WRITTEN REQUEST: Pick out every line in the entries below that contains the word "wooden", and copy each such line.

___ INPUT MATERIAL ___

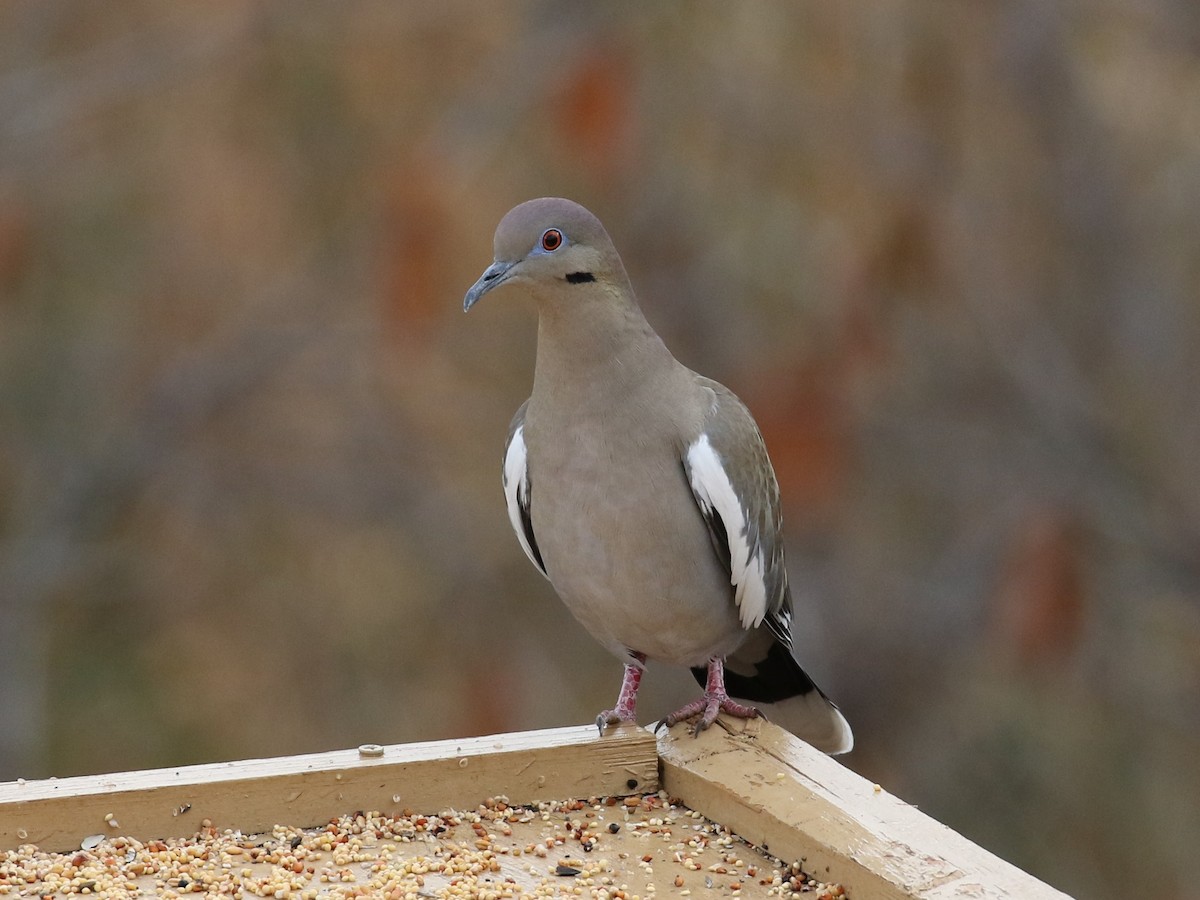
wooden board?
[0,725,659,851]
[659,718,1067,900]
[0,718,1066,900]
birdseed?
[0,792,846,900]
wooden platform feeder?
[0,719,1066,900]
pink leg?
[596,653,646,734]
[662,658,762,734]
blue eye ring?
[538,228,566,253]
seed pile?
[0,793,845,900]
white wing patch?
[504,425,546,575]
[686,434,767,629]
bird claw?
[654,696,766,737]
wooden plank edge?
[659,716,1067,900]
[0,725,659,851]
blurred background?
[0,0,1200,898]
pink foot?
[596,653,646,734]
[659,659,762,734]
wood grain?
[0,725,659,851]
[659,718,1067,900]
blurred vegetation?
[0,0,1200,898]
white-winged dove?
[463,198,853,754]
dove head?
[462,197,628,310]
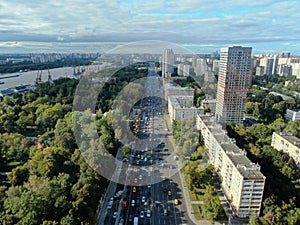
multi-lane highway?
[105,63,193,225]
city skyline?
[0,0,300,54]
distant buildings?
[164,83,195,100]
[161,49,175,78]
[256,52,300,78]
[215,46,252,124]
[271,132,300,168]
[197,115,266,218]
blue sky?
[0,0,300,54]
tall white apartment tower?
[161,49,175,78]
[215,46,252,124]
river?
[0,67,77,90]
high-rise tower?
[161,49,175,78]
[215,46,252,124]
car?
[114,191,123,199]
[174,198,179,205]
[131,199,135,206]
[107,201,113,209]
[129,214,133,222]
[140,211,144,218]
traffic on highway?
[105,63,183,225]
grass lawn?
[192,204,203,220]
[189,189,204,201]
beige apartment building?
[197,114,266,218]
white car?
[107,201,114,209]
[131,200,135,206]
[146,209,151,217]
[140,211,144,218]
[142,196,146,202]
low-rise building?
[285,109,300,121]
[197,114,266,218]
[164,82,195,100]
[271,132,300,167]
[168,95,204,122]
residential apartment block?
[164,81,195,100]
[197,114,266,218]
[271,132,300,167]
[285,109,300,121]
[215,46,252,124]
[161,49,175,77]
[168,95,204,122]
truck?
[133,217,139,225]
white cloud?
[0,0,300,53]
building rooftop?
[275,132,300,147]
[227,153,265,179]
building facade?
[168,95,204,122]
[196,115,266,218]
[161,49,175,77]
[284,109,300,121]
[216,46,252,124]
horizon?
[0,0,300,55]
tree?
[202,185,223,222]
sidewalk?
[165,115,222,225]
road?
[99,63,193,225]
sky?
[0,0,300,55]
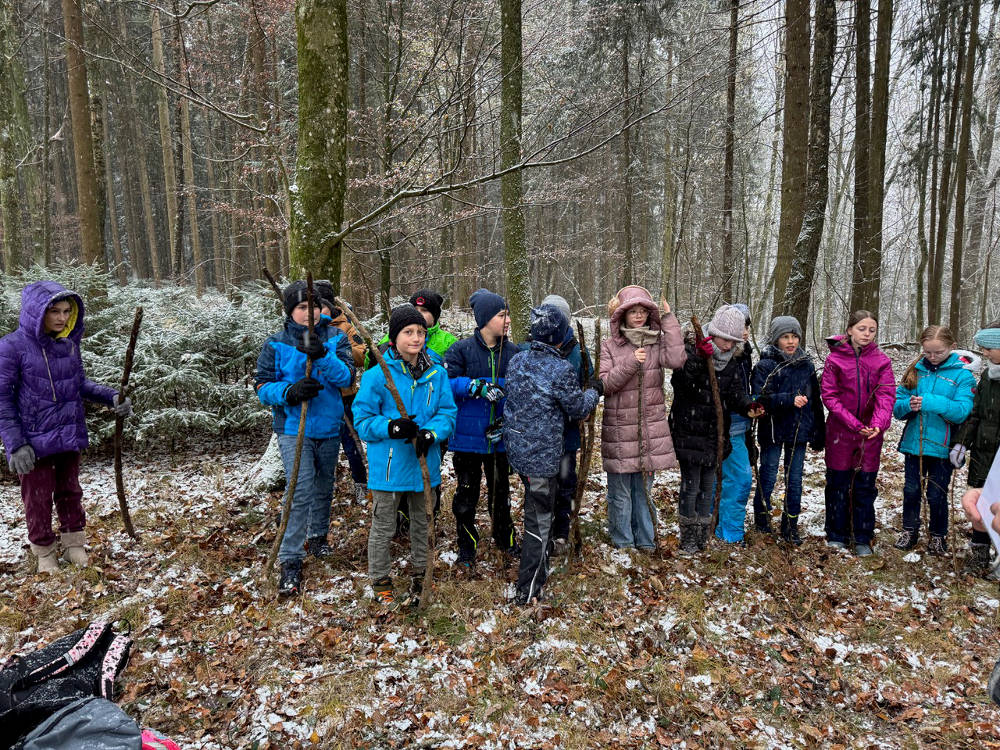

___

SOLVED PROBLEM:
wooden board?
wooden platform feeder?
wooden plank edge?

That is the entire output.